**Stated goal**
Reproduce the items verbatim, from the line containing "Task: locate the white wall" through the line containing "column 313, row 95", both lines included.

== Recorded information ==

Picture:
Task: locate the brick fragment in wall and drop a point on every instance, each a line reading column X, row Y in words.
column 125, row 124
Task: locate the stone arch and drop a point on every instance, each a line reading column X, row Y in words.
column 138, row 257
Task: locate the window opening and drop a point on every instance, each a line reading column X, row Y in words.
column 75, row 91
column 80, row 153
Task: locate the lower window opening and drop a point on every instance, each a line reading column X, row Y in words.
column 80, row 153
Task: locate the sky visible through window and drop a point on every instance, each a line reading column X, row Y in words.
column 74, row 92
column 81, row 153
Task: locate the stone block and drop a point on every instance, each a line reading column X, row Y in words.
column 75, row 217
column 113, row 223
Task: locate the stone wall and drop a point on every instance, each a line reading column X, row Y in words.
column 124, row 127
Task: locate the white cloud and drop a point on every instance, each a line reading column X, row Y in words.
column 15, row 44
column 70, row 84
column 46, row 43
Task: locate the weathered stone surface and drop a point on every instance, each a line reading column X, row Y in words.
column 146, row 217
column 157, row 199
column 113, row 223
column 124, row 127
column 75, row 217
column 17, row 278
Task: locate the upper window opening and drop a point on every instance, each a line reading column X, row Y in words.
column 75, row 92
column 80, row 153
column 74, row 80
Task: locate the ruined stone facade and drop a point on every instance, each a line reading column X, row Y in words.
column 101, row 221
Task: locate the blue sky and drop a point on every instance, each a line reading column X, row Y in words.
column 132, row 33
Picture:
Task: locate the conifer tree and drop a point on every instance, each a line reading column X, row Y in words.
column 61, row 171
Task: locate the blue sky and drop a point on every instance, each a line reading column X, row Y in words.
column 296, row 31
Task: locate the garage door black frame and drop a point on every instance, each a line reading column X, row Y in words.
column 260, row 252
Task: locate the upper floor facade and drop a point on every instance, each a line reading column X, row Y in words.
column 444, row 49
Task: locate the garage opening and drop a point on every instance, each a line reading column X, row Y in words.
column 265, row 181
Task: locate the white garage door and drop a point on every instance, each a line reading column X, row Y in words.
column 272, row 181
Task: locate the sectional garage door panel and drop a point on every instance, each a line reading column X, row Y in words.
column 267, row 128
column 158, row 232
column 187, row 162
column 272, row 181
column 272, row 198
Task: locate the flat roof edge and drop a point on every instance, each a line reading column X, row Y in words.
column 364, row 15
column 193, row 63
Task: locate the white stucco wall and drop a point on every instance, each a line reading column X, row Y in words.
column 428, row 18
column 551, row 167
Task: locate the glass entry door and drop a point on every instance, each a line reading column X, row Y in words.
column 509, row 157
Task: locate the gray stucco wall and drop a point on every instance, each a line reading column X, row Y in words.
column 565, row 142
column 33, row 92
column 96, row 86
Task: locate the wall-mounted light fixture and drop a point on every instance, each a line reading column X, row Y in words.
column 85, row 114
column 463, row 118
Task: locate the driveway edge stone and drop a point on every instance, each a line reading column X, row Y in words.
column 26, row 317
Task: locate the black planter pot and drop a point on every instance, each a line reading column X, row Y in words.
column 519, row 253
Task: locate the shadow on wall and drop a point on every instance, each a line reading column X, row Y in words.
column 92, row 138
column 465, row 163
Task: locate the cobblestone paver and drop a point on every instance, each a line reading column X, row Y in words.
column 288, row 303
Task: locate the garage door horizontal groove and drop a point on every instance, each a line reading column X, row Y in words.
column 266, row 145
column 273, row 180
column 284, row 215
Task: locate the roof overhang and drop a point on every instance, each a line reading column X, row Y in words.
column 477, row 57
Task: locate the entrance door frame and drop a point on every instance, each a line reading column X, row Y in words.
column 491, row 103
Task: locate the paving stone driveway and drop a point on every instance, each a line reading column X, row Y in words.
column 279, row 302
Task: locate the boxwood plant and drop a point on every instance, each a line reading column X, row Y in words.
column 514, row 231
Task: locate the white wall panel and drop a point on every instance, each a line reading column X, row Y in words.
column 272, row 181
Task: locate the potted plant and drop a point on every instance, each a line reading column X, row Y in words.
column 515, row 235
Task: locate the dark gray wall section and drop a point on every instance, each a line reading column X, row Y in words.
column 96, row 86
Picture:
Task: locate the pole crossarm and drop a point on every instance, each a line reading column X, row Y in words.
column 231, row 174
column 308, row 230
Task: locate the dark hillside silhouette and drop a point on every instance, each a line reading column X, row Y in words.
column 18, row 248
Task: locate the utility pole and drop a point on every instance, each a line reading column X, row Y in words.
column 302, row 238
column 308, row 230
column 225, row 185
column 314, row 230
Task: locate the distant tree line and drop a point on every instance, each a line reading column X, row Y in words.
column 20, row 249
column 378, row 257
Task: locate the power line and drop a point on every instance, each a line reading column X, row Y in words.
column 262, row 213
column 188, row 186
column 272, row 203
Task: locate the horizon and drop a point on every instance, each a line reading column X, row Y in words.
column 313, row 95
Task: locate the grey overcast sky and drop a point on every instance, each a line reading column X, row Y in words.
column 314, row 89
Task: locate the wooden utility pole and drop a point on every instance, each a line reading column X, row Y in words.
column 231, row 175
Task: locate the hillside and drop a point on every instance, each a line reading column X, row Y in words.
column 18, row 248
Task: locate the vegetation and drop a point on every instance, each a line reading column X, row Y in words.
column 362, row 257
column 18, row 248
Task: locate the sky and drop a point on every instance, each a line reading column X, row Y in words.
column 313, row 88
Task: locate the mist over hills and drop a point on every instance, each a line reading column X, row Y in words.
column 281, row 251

===

**Reply to the task**
Task: locate the white wall panel and drop a point on every instance, each a line reading column X, row Y in words.
column 272, row 181
Task: locate the potted plant and drop a point on every instance, each a line reading column X, row Y in words.
column 515, row 235
Task: locate the dark gray wall section and drop a point on every instance, each a line reading column X, row Y in words.
column 96, row 86
Picture:
Task: locate the pole crossarm and drop a point on every instance, each a line reading column X, row Y in words.
column 231, row 174
column 308, row 230
Task: locate the dark hillside silhouette and drop a point on every instance, each a line reading column X, row Y in words.
column 18, row 248
Task: locate the utility pole and drop a point on every instance, each a line reading column X, row Y in words.
column 302, row 238
column 308, row 230
column 225, row 185
column 314, row 230
Task: locate the distant tree line and drop a point on every instance, each a line reading column X, row Y in words.
column 20, row 249
column 378, row 257
Task: locate the power line and drop a point on every instance, each a line reading column X, row Y in words.
column 262, row 213
column 188, row 186
column 272, row 203
Task: locate the horizon and drop a point on every instance, each a line reading column X, row Y in words.
column 313, row 95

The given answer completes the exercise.